## Instructions to follow:
Change "drop a marker" to "place a pin" everywhere in the entries below and write them out again with nothing else altered. Leave the pictures out.

(Location annotation dataset excerpts)
○ ○ ○ ○ ○

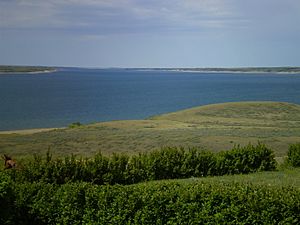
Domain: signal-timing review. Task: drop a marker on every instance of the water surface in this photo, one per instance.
(91, 95)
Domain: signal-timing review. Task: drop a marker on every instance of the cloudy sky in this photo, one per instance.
(150, 33)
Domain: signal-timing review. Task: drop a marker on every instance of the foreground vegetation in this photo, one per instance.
(261, 198)
(192, 201)
(214, 127)
(127, 188)
(167, 163)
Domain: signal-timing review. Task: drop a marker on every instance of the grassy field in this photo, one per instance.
(213, 127)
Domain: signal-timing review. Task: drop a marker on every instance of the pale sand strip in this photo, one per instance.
(28, 131)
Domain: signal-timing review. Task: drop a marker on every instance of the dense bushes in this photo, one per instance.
(167, 163)
(293, 156)
(165, 202)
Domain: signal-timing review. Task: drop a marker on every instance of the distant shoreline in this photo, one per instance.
(29, 131)
(30, 72)
(257, 70)
(6, 69)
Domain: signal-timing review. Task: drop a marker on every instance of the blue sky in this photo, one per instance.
(150, 33)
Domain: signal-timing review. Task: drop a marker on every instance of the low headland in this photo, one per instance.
(264, 70)
(215, 127)
(25, 69)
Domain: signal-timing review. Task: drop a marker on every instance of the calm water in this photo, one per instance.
(60, 98)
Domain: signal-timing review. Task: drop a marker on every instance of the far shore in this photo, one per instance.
(30, 72)
(29, 131)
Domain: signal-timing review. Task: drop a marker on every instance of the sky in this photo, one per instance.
(150, 33)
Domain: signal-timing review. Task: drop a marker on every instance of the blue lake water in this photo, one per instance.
(91, 95)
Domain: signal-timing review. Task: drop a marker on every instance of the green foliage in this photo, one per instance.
(166, 163)
(293, 156)
(6, 198)
(245, 160)
(166, 202)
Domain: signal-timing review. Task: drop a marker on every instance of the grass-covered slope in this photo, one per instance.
(215, 127)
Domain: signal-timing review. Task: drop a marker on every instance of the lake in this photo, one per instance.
(91, 95)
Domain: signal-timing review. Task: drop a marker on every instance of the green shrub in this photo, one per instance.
(166, 163)
(166, 202)
(293, 155)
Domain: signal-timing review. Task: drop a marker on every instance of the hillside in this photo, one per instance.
(214, 127)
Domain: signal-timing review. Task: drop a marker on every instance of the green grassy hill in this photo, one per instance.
(214, 127)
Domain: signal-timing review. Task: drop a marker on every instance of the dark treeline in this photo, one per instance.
(166, 163)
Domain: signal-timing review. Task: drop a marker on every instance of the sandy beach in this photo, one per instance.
(28, 131)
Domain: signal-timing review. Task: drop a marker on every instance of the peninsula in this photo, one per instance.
(26, 69)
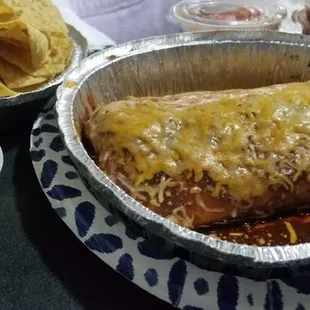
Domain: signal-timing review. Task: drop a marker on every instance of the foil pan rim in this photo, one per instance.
(79, 52)
(276, 256)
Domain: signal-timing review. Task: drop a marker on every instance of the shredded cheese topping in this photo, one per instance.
(245, 141)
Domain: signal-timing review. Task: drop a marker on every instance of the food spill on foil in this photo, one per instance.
(290, 229)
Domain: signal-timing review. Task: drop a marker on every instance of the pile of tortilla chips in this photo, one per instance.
(34, 45)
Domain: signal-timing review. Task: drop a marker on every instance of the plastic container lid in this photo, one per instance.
(225, 14)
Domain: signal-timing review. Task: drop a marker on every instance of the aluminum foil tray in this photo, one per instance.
(173, 64)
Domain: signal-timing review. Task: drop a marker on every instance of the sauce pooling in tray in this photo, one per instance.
(293, 227)
(209, 157)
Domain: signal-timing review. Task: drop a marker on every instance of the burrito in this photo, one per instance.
(208, 157)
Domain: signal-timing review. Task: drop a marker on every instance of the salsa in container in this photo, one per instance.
(228, 14)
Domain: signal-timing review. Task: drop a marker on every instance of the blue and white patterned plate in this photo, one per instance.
(159, 272)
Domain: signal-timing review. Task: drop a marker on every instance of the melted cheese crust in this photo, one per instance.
(245, 141)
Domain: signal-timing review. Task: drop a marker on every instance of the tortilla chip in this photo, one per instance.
(34, 44)
(6, 92)
(15, 78)
(7, 13)
(41, 14)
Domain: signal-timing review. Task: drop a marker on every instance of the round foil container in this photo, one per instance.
(174, 64)
(21, 108)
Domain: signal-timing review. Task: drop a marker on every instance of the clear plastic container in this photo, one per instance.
(228, 15)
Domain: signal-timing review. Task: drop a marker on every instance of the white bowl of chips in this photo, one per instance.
(37, 48)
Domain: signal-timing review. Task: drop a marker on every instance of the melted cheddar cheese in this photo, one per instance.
(245, 141)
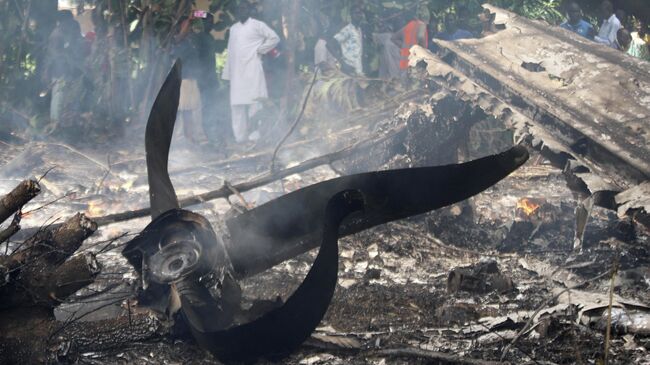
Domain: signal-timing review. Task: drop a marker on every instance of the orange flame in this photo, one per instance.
(95, 209)
(528, 206)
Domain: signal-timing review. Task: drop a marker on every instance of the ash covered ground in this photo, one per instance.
(464, 280)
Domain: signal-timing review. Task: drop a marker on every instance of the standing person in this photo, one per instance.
(189, 106)
(389, 56)
(487, 22)
(63, 64)
(415, 32)
(351, 40)
(610, 27)
(323, 58)
(623, 40)
(576, 23)
(249, 39)
(639, 47)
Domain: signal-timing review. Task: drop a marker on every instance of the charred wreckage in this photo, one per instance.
(189, 272)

○ ○ ○ ○ ○

## Complete answer:
Domain: signal-timing review. Task: place a pin on every instance of the water surface in this photo, one per instance.
(91, 95)
Domain: signal-timing review. Task: place a pin on every instance of the cloudy sky in this photo, one per instance.
(150, 33)
Domain: signal-timing review. Task: place a pin on every instance of the foreground vegetation in this photo, one per instance.
(261, 198)
(192, 201)
(214, 127)
(127, 188)
(167, 163)
Domain: signal-timing review. Task: place a pin on every instance of the grassy field in this photo, one per instance.
(213, 127)
Domain: signal-timing review. Task: place a pin on every instance of the pale sand strip in this photo, one per instance.
(28, 131)
Domain: signal-timing review. Task: place a pin on every instance of the dense bushes in this photo, one per instance.
(167, 163)
(293, 156)
(165, 202)
Domain: signal-timing review. Task: place a pin on every instance of the distant shoreline in this photo, one per instance.
(29, 131)
(30, 72)
(257, 70)
(6, 69)
Domain: signal-timing review. Task: place a pin on every instance of the blue sky in this photo, one per instance.
(150, 33)
Domain: signal-timing review. Task: place a pin on every instance of the low headland in this photo, one per instance.
(264, 70)
(215, 127)
(25, 69)
Domain: signal-timing review. Task: place a pin on every instance of the calm water in this photo, one per instance.
(60, 98)
Domain: signal-timing review. Task: place a pin on every instance of the far shore in this photo, one per instance.
(30, 72)
(29, 131)
Domain: signal-timing review. Task: place a pin on every instance of the sky in this photo, one per instance.
(150, 33)
Domain: signal-timing review. Task: place a pin on every instance of the blue lake water in this photo, one per instance.
(91, 95)
Domain: signal-timing review. Task: place a pin on every instance of the green foliage in this photo, one per instance.
(166, 163)
(293, 156)
(6, 198)
(245, 160)
(166, 202)
Domain: signal-timing review. Task: place a pin on every instance of the grass-covered slope in this photo, one per instance.
(215, 127)
Domain: signal-timing review. Task: place a pin on every instance of the lake in this photo, one per instance.
(91, 95)
Domain: signal-timing review. Task: place a pin on every instance of the green shrub in this photo, one per instance.
(166, 163)
(166, 202)
(293, 155)
Domain: signal-timing review. Task: place a pin on every instance of the hillside in this photo, one per instance.
(214, 127)
Domain: signal-timing review. Task: place a pin on every instance of the green grassy hill in this photo, one per instance.
(214, 127)
Domain: signal-timing review. Task: place a pin on every instance of the dark treeline in this photo, one per instance.
(166, 163)
Domain: signal-timing review. Task: place a pin on every instance of the sandy beach in this photo, one per instance.
(28, 131)
Domain: signal-timing review. Task: place a pin on every instance of the peninsula in this photo, one per instance.
(26, 69)
Domain: signal-timing review. Task: place a pin on every instance of the foil pan rim in this photo, one per instance.
(79, 52)
(276, 256)
Domain: signal-timing review. Task: place a pin on every instance of the shredded cheese topping in this photo, one per instance.
(245, 141)
Domain: signal-timing review. Task: place a pin on every instance of the food spill on foil in this photo, one per instance.
(290, 229)
Domain: signal-timing review. Task: place a pin on every instance of the pile of tortilla chips in this photo, one per instance.
(34, 45)
Domain: signal-timing review. Task: place a pin on every instance of the plastic container lid in this photo, one per instance.
(225, 14)
Domain: signal-timing review. Task: place a pin on every instance of the aluminum foil tray in this photo, one per instance.
(173, 64)
Domain: signal-timing review. Task: place a pin on every instance of the sauce pooling in tray in this photo, one per instance.
(293, 227)
(209, 157)
Domain: signal-timing review. Task: place a pin on every instance of the burrito in this photo, one per instance.
(208, 157)
Domain: signal-timing review. Task: place a pin on every instance of the salsa in container in this photo, one per instance.
(228, 14)
Domain: signal-timing review. Task: place a pin on every instance of the blue and white patterned plate in this photo, one per instance.
(159, 272)
Domain: signal-timing review. Task: place a pin on every instance of the melted cheese crust in this photo, one per instance.
(245, 141)
Domain: signal-timing review. Task: place a pin on every instance of the tortilla chip in this photo, one per instance.
(34, 44)
(6, 92)
(15, 78)
(7, 13)
(41, 14)
Domain: signal-timing review. Task: place a pin on every instance of the round foil container in this photo, one per instance.
(174, 64)
(21, 108)
Domain: signal-timing review. Task: place a pin on every instance of the clear plastic container in this photo, one per instance.
(228, 15)
Domain: signal-timing review. Task: place a pin on every instance of the white bowl of chips in this photo, one per instance.
(37, 48)
Domain: signal-timing review. Task: place a pin on every instance of the melted cheddar cheese in this photo, one per instance.
(245, 141)
Domain: signal-timing review. Task: place a pin on every instance of the orange flame in this photo, one per instance.
(95, 209)
(528, 206)
Domain: signal-timing review. Task: place a pin on every instance of the ash covered ground in this photo, one per instance.
(464, 280)
Domain: signal-timing review. Task: place a pin on every instance of the standing person in this photo, one per instance.
(189, 106)
(389, 56)
(487, 22)
(63, 64)
(415, 32)
(351, 40)
(610, 27)
(323, 58)
(623, 40)
(576, 23)
(249, 39)
(639, 47)
Domain: signal-timing review. Task: place a pin on every instance of the charred wreckage in this photo, one per instance.
(189, 272)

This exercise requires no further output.